[Short problem] Copy the lines below verbatim, beginning with the line that includes "Request = locate the paved" and continuing to the end; leave out everything before it.

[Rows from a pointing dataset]
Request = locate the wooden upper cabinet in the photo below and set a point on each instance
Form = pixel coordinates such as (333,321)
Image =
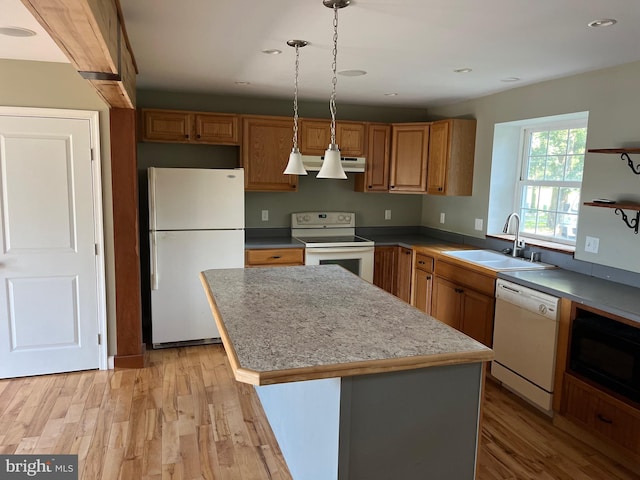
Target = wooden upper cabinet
(376,176)
(266,145)
(451,155)
(218,128)
(166,126)
(178,126)
(409,151)
(315,136)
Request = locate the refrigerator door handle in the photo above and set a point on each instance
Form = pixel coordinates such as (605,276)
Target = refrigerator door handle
(154,262)
(151,172)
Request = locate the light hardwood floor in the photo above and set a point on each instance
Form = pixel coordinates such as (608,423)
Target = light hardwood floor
(184,417)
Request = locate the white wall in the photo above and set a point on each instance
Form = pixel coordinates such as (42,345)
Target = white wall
(612,99)
(58,85)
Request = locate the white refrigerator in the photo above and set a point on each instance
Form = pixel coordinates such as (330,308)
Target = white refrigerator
(196,223)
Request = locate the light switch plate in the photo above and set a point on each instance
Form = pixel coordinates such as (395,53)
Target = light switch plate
(591,244)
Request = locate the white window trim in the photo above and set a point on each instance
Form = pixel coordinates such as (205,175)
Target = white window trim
(525,132)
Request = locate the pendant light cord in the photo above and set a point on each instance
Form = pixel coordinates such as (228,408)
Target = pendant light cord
(334,80)
(295,102)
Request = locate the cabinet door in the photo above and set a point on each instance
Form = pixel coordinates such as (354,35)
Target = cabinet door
(314,136)
(166,126)
(409,149)
(376,176)
(266,144)
(217,129)
(438,155)
(384,268)
(404,274)
(423,290)
(476,316)
(446,302)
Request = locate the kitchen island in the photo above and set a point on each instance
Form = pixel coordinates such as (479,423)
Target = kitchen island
(356,384)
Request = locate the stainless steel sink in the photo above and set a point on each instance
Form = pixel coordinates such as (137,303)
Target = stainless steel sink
(495,260)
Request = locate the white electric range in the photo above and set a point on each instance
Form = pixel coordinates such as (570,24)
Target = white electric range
(330,237)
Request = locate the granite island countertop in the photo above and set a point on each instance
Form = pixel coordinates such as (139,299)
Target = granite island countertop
(282,324)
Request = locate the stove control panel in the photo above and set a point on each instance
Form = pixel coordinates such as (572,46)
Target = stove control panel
(323,219)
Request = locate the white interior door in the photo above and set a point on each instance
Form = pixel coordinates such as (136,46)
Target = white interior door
(49,299)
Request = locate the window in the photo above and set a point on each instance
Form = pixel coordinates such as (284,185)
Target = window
(548,196)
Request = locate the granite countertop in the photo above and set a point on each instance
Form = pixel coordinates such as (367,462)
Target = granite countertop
(281,324)
(605,295)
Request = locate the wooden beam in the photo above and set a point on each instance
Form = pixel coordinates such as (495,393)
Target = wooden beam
(92,35)
(124,177)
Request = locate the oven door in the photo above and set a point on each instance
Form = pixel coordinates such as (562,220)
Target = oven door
(358,260)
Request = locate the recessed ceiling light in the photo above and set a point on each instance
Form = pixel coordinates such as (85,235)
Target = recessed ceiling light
(17,32)
(352,73)
(603,22)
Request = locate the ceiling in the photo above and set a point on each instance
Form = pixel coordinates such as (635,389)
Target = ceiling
(408,47)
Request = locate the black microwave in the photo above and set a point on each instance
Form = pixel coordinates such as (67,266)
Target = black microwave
(607,352)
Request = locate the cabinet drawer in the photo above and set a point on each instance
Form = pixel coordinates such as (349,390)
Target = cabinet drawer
(602,414)
(467,277)
(280,256)
(424,262)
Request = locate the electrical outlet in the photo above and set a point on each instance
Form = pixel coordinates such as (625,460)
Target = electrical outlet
(591,244)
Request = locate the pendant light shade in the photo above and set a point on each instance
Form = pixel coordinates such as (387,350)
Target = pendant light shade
(332,164)
(295,166)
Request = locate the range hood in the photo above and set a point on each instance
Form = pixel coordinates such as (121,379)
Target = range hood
(350,164)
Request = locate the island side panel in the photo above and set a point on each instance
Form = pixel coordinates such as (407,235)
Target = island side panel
(305,419)
(412,425)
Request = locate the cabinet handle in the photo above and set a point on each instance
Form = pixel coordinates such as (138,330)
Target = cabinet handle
(604,419)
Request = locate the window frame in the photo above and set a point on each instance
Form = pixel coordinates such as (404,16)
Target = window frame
(521,183)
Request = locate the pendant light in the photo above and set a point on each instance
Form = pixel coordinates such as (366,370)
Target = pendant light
(295,166)
(332,164)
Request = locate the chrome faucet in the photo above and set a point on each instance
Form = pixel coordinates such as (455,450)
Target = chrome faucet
(518,245)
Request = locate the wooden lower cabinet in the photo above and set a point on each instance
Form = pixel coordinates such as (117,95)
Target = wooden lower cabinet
(403,274)
(392,270)
(272,257)
(463,308)
(384,268)
(422,282)
(601,414)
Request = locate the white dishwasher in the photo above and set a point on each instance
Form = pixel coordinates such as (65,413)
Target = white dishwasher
(525,335)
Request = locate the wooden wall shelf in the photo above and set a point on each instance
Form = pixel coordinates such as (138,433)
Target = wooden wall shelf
(632,223)
(624,155)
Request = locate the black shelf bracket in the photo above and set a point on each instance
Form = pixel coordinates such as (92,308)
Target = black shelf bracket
(635,169)
(633,223)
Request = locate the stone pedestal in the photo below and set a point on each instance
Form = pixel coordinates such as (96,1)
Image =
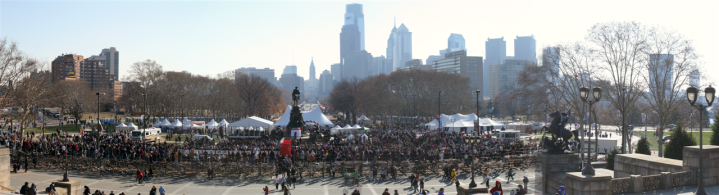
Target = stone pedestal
(70,187)
(5,167)
(598,184)
(552,167)
(711,163)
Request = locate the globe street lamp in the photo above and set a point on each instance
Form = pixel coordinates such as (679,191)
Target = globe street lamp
(584,93)
(692,94)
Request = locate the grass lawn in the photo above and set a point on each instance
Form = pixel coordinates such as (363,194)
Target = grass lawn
(653,142)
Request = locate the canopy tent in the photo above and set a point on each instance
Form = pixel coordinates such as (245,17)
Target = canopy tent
(224,122)
(212,124)
(252,121)
(363,118)
(317,116)
(313,115)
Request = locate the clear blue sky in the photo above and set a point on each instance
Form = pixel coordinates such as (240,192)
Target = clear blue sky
(207,38)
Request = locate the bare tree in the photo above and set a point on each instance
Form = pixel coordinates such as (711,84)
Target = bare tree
(672,59)
(620,47)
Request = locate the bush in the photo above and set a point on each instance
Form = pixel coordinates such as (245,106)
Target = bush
(643,147)
(610,159)
(715,129)
(680,138)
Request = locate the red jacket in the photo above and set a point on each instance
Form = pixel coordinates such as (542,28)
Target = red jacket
(497,188)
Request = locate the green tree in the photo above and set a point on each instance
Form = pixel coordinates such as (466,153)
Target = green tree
(680,138)
(643,147)
(610,159)
(715,129)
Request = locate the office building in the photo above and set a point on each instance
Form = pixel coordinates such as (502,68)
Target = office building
(265,73)
(466,66)
(402,47)
(357,65)
(336,70)
(354,16)
(525,48)
(110,59)
(503,75)
(495,53)
(91,72)
(326,83)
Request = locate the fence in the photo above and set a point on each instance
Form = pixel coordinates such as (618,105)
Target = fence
(638,184)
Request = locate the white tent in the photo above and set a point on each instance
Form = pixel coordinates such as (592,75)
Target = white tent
(252,121)
(363,118)
(224,122)
(212,124)
(313,115)
(317,116)
(285,118)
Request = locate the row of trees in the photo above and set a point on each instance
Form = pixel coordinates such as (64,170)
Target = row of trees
(640,68)
(405,93)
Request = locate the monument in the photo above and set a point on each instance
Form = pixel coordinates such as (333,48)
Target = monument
(296,127)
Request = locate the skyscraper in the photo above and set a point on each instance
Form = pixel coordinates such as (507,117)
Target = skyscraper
(496,53)
(336,70)
(455,42)
(110,59)
(354,16)
(402,47)
(525,48)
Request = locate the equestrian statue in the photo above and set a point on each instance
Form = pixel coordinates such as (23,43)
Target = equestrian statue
(560,135)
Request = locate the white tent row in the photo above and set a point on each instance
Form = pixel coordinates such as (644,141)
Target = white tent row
(313,115)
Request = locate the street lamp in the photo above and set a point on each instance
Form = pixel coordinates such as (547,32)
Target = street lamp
(692,94)
(584,93)
(473,184)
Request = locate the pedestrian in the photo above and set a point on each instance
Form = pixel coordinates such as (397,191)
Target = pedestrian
(277,183)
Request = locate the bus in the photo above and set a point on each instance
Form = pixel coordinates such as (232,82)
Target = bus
(151,134)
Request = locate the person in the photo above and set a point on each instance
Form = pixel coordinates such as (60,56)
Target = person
(87,191)
(139,175)
(24,188)
(561,191)
(497,188)
(454,175)
(102,170)
(277,182)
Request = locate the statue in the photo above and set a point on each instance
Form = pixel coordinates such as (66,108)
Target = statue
(295,96)
(560,135)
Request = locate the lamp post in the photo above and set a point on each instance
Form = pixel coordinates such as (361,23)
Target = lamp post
(473,184)
(692,94)
(439,106)
(584,93)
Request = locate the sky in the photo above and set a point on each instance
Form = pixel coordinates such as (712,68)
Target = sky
(208,38)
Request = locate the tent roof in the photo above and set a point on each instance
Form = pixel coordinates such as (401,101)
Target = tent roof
(252,121)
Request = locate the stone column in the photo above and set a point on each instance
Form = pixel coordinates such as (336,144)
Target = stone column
(637,183)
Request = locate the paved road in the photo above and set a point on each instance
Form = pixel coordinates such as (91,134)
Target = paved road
(223,186)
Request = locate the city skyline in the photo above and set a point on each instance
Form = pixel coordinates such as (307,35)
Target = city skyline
(314,30)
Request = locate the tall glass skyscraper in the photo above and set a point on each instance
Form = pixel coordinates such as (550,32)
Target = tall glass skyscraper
(354,15)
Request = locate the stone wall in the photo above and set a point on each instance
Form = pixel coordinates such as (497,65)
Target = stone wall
(553,167)
(626,165)
(711,162)
(5,167)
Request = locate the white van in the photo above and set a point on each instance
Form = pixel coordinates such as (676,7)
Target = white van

[Correct answer]
Request = locate the paved road in the photo above and set a point on each instance
Form = pixel coordinates such as (91,134)
Target = paved road
(223,186)
Request = locate the city skyline in the photo above and set a point on each instance
Form = pixel coordinates such as (307,35)
Target = city skyline
(314,30)
Request = locate the tall glass skyscraper in the photo above and set a point on each instance
Form = pixel coordinates such as (550,32)
Target = tall glass skyscraper
(354,15)
Request = locate the stone wall in the photo above and set a point on each instance
Form = pixel coordinates such as (497,65)
Target = stone wall
(553,167)
(626,165)
(711,162)
(5,167)
Request = locate the white van in the photo above and set a point on each instance
Form = pixel coordinates such as (676,7)
Target = white van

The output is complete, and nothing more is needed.